> _GOAL_: Quote all of the data below exactly, please.
BEGIN DATA TO PROCESS
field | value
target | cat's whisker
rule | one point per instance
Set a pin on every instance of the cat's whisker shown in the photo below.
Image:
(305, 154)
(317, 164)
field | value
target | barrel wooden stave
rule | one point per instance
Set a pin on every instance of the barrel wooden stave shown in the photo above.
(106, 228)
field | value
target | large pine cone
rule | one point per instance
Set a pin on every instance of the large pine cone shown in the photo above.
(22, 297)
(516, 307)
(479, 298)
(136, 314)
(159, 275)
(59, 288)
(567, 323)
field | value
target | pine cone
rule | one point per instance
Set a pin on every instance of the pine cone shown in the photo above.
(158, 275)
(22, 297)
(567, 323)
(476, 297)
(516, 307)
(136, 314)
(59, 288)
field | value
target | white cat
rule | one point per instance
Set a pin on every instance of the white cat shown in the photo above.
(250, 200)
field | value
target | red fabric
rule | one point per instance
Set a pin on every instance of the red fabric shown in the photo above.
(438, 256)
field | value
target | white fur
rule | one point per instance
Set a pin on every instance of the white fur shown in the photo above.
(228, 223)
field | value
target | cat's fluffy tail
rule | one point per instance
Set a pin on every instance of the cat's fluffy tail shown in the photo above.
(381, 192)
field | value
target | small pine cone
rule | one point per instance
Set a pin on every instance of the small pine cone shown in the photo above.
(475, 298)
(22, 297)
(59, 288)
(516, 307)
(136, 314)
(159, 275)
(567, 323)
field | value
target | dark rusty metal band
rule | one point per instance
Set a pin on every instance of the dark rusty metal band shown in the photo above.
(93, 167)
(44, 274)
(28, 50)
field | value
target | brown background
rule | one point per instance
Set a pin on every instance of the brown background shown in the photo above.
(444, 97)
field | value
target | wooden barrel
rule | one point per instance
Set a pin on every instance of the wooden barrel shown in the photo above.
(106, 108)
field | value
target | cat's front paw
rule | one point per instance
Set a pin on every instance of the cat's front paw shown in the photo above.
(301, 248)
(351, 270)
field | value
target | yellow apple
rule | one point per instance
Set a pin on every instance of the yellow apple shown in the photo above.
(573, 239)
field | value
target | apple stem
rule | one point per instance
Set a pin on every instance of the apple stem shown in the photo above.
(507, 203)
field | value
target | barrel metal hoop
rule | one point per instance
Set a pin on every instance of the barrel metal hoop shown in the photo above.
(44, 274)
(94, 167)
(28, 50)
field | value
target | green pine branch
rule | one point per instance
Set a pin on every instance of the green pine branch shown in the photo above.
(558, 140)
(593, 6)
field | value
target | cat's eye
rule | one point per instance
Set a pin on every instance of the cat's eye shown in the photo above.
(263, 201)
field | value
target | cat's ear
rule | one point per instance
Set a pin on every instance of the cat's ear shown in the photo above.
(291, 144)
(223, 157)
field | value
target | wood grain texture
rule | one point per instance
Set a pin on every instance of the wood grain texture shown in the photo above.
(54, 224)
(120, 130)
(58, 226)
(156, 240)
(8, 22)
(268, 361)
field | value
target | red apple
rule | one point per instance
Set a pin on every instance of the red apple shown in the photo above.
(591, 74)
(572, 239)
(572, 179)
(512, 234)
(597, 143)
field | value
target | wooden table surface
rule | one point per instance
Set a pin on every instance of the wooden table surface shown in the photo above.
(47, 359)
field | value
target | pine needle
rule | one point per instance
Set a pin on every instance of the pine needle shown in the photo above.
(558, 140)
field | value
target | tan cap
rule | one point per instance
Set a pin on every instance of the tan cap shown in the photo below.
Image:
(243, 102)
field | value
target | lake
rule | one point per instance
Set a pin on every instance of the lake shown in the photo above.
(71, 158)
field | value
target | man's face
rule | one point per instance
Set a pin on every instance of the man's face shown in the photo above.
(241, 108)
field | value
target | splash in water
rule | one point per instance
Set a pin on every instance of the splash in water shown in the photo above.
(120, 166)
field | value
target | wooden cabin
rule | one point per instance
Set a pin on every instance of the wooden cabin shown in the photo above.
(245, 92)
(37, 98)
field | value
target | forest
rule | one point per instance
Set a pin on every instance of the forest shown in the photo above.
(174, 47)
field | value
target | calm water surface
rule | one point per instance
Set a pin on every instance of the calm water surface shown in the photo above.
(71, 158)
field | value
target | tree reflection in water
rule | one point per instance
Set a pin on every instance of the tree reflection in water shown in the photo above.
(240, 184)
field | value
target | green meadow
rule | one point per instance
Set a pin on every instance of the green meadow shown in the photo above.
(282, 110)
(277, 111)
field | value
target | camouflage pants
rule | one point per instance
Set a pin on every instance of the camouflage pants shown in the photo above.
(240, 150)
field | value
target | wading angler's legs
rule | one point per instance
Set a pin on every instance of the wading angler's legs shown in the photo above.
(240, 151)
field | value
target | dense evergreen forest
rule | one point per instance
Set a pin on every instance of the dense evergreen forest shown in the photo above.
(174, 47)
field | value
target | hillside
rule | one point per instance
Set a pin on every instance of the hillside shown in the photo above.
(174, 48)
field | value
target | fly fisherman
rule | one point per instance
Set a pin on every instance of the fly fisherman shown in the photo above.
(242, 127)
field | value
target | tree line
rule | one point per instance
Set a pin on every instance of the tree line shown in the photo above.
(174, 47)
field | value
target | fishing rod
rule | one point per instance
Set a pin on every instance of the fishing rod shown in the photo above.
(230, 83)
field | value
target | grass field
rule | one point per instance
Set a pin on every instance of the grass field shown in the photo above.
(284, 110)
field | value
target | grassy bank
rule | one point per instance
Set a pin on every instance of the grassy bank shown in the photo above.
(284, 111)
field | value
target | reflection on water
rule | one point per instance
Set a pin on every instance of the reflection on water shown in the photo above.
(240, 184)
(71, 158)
END DATA TO PROCESS
> _FINISHED ANSWER_:
field | value
target | cat's whisker
rule | one point per instance
Set a pin on every instance of the cat's whisker shown in the photo below.
Image:
(305, 154)
(317, 164)
field | value
target | barrel wooden stave
rule | one point per instance
Set a pin on every instance of the barrel wooden stave shown in the photo above.
(106, 228)
field | value
target | large pine cone
rule | one point per instance
Set a pin on every instance of the large pine cone shown in the photo above.
(22, 297)
(516, 307)
(479, 298)
(136, 314)
(159, 275)
(59, 288)
(567, 323)
field | value
target | pine cone
rule | one point per instance
Set a pin on every instance of the pine cone shown in the photo above.
(158, 275)
(22, 297)
(567, 323)
(476, 297)
(516, 307)
(136, 314)
(59, 288)
field | value
target | white cat
rule | one point per instance
Set a pin on every instance of the white cat shown in the photo above.
(250, 200)
field | value
target | red fabric
rule | one point per instance
Set a pin on every instance of the red fabric shown in the photo above.
(438, 256)
field | value
target | white fur
rule | one point per instance
Set a pin on every instance of the white fur shown in the photo above.
(228, 223)
field | value
target | cat's fluffy tail
rule | one point per instance
Set a pin on every instance of the cat's fluffy tail shown in the photo above.
(381, 192)
field | value
target | small pine cone
rule | one point per instance
Set a pin on every instance of the small pine cone shown in the photo above.
(475, 298)
(22, 297)
(59, 288)
(516, 307)
(136, 314)
(159, 275)
(567, 323)
field | value
target | dark rusty metal band
rule | one point per instance
Set a pin on every instance of the dark rusty metal band shown in the photo above.
(93, 167)
(44, 274)
(28, 50)
field | value
target | brown background
rule | one point per instance
Set a pin on every instance of the brown background shown in the photo above.
(444, 97)
field | value
target | wooden barrel
rule | one point per instance
Set a pin on every instance of the wooden barrel shown in the photo above.
(106, 108)
field | value
target | cat's front paw
rule | one point per instance
Set a pin on every instance of the cat's front paw shown in the photo above.
(301, 248)
(351, 270)
field | value
target | yellow apple
rule | one point per instance
Set a pin on every instance of the yellow apple shown in the photo above.
(573, 239)
field | value
target | apple stem
rule | one point per instance
Set a pin on every instance of the apple stem shown in the photo above.
(507, 203)
field | value
target | barrel metal hoop
rule | one point per instance
Set a pin on every instance of the barrel metal hoop shown in the photo above.
(44, 274)
(94, 167)
(28, 50)
field | value
target | green pine branch
rule | one point per instance
Set a pin on every instance of the green pine branch shown in the photo above.
(558, 140)
(593, 6)
field | value
target | cat's eye
rule | one point per instance
Set a pin on every instance of the cat's eye shown in the photo above.
(263, 201)
field | value
target | cat's ear
rule | one point per instance
Set a pin on every instance of the cat's ear shown in the photo above.
(291, 144)
(223, 157)
field | value
target | wood grain texture
rule | one point per instance
Set a pin on every instance of the wood grain texture shown in the photo above.
(54, 224)
(120, 130)
(58, 226)
(156, 240)
(8, 22)
(268, 361)
field | value
target | red apple
rule | one point per instance
Set a pin on every instance of the red apple shown in the photo above.
(591, 74)
(572, 239)
(572, 179)
(512, 234)
(597, 143)
field | value
target | wooden table surface
rule | one point per instance
Set a pin on every instance of the wooden table surface shown in the photo above.
(47, 359)
field | value
target | pine needle
rule | one point per instance
Set a pin on every instance of the pine needle shown in the photo above.
(558, 140)
field | value
target | tan cap
rule | one point per instance
Set a pin on every instance of the tan cap shown in the photo below.
Image:
(243, 102)
field | value
target | lake
rule | one point per instance
Set a pin on every instance of the lake shown in the photo above.
(71, 158)
field | value
target | man's face
rule | one point per instance
Set a pin on every instance of the man's face shown in the photo above.
(241, 108)
field | value
target | splash in water
rule | one point per instance
Set a pin on every instance of the splash in water shown in the photo above.
(120, 166)
field | value
target | wooden cabin
rule | one point per instance
Set a pin on every instance of the wooden cabin shown in the photo above.
(245, 92)
(37, 98)
field | value
target | forest
rule | one point per instance
Set a pin on every instance of the forest shown in the photo above.
(174, 47)
field | value
target | calm water surface
rule | one point per instance
Set a pin on every instance of the calm water surface shown in the photo above.
(71, 158)
field | value
target | tree reflection in water
rule | one point per instance
Set a pin on every instance of the tree reflection in water shown in the photo above.
(240, 184)
field | value
target | green meadow
rule | one point per instance
Set a pin on every instance of the green meadow shown in the photo above.
(282, 110)
(277, 111)
field | value
target | camouflage pants
rule | one point per instance
Set a pin on every instance of the camouflage pants shown in the photo above.
(240, 150)
field | value
target | wading angler's legs
rule | one point per instance
Set a pin on every instance of the wading angler's legs shown in the photo above.
(240, 151)
field | value
target | dense evergreen forest
rule | one point per instance
Set a pin on every instance of the dense evergreen forest shown in the photo above.
(174, 47)
field | value
target | hillside
rule | one point per instance
Set a pin on every instance of the hillside shown in the photo above.
(174, 48)
field | value
target | fly fisherman
rule | one point per instance
Set a pin on every instance of the fly fisherman shown in the photo above.
(242, 127)
field | value
target | tree line
rule | one point per instance
Set a pin on every instance of the tree line shown in the photo above.
(174, 47)
field | value
target | fishing rod
rule | one point per instance
Set a pin on every instance of the fishing rod shown in the photo above.
(230, 83)
field | value
target | grass field
rule | one point per instance
Set a pin on every instance of the grass field shown in the photo above.
(284, 110)
field | value
target | grassy bank
rule | one point per instance
Set a pin on every instance of the grassy bank shown in the photo above.
(284, 111)
field | value
target | reflection on water
rule | one point per instance
Set a pin on every instance of the reflection on water shown in the photo above.
(240, 184)
(71, 158)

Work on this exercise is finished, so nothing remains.